* **Job**
Recast the lines from the one containing "# test: locate the kitten's ear" through the one containing "Query: kitten's ear" as a Markdown table with the columns No. and Line. Leave out any blank lines.

Start Data for processing

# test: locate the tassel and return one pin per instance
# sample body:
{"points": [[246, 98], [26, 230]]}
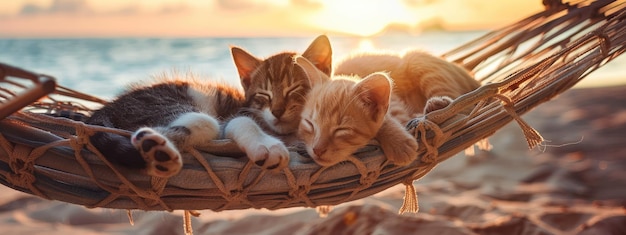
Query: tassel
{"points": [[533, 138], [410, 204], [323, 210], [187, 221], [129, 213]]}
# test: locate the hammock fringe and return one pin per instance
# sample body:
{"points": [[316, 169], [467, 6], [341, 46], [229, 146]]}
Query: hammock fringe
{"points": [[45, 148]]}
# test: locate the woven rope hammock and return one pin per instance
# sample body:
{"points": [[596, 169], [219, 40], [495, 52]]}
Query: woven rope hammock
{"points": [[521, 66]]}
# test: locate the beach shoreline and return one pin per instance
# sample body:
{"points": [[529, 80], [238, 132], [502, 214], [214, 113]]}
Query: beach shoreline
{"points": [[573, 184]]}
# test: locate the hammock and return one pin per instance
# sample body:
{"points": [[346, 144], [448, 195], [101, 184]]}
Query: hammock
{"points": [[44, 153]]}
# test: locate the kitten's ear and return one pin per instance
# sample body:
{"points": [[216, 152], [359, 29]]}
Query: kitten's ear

End Data for processing
Start Data for processing

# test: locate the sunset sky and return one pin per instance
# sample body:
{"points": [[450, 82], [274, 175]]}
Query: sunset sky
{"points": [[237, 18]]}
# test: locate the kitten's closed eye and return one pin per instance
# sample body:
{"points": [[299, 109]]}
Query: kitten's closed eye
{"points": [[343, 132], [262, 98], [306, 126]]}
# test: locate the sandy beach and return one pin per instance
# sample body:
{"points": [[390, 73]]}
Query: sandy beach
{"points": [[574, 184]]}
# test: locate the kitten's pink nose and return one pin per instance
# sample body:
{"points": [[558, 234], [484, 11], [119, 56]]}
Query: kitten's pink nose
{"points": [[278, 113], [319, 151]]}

End Data for processing

* **Final answer**
| No. | Line |
|---|---|
| 1 | # test: locate the kitten's ear and return one pin per instance |
| 2 | # sample body: |
| 3 | {"points": [[216, 152], [359, 29]]} |
| 4 | Query: kitten's ear |